# Goal of the exercise
Copy each of the following items word for word, with every line and character kept unchanged.

# Task material

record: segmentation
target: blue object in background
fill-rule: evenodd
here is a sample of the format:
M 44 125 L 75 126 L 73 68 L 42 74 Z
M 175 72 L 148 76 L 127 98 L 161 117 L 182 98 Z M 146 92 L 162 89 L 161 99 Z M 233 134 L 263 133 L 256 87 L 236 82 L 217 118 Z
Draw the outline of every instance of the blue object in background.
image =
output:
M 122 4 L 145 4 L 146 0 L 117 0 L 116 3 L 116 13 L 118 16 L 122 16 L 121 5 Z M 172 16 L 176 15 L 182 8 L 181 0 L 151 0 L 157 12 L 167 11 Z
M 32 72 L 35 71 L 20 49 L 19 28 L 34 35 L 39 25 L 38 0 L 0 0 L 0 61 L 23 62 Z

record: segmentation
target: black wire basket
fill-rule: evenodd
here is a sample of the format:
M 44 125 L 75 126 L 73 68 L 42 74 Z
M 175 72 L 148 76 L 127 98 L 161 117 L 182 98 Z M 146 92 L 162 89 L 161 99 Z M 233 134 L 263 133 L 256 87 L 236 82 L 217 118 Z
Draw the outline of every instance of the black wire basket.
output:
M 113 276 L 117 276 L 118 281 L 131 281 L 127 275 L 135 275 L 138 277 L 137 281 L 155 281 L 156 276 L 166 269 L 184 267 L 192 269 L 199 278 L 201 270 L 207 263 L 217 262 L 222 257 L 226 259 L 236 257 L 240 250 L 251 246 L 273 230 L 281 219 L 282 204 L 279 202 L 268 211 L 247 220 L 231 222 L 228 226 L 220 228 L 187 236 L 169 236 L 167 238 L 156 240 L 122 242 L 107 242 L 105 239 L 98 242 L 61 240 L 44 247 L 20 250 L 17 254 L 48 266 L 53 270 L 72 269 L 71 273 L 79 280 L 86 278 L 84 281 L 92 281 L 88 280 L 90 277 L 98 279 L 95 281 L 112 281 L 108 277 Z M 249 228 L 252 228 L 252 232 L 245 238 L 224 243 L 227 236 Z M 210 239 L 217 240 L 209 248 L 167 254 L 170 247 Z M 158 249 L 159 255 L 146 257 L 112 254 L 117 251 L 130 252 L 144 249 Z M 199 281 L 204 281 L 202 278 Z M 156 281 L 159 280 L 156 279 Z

# Written response
record: segmentation
target: blue object in background
fill-rule: evenodd
here is a sample of the format:
M 44 125 L 75 126 L 73 68 L 42 74 Z
M 175 72 L 148 76 L 127 98 L 161 117 L 182 98 Z M 146 92 L 162 89 L 161 99 Z M 233 134 L 263 133 L 256 87 L 236 82 L 217 118 Z
Draw the outline of every instance of the blue object in background.
image =
output:
M 122 4 L 145 4 L 146 0 L 117 0 L 116 3 L 116 13 L 118 16 L 122 16 L 121 5 Z M 172 16 L 176 15 L 182 8 L 181 0 L 151 0 L 157 12 L 167 11 Z
M 32 72 L 35 71 L 20 49 L 19 28 L 34 35 L 39 25 L 38 0 L 0 0 L 0 61 L 23 62 Z

record: segmentation
target: black wire basket
fill-rule: evenodd
here is a sample of the format:
M 44 125 L 75 126 L 73 68 L 42 74 Z
M 175 72 L 148 76 L 127 98 L 161 117 L 182 98 Z M 146 92 L 162 89 L 161 99 Z M 233 134 L 263 133 L 256 87 L 236 82 L 217 118 Z
Draw the outline of every instance of the black wire basket.
output:
M 113 276 L 117 276 L 118 281 L 131 281 L 127 275 L 135 275 L 138 277 L 137 281 L 155 281 L 156 276 L 166 269 L 184 267 L 192 269 L 199 278 L 201 270 L 207 263 L 217 262 L 222 257 L 226 259 L 236 257 L 240 250 L 251 246 L 273 230 L 281 219 L 282 204 L 279 202 L 268 211 L 247 220 L 231 222 L 228 226 L 220 228 L 187 236 L 169 236 L 167 238 L 156 240 L 122 242 L 107 242 L 105 239 L 98 242 L 61 240 L 44 247 L 20 250 L 17 254 L 48 266 L 53 270 L 72 269 L 71 273 L 79 280 L 86 278 L 84 281 L 92 281 L 88 280 L 90 277 L 98 279 L 95 281 L 112 281 L 108 277 Z M 249 228 L 252 228 L 252 232 L 245 238 L 224 243 L 227 236 Z M 210 239 L 217 240 L 209 248 L 167 254 L 170 247 Z M 158 249 L 159 255 L 146 257 L 112 254 L 117 251 L 130 252 L 144 249 Z M 199 281 L 204 281 L 202 278 Z M 156 281 L 159 280 L 156 279 Z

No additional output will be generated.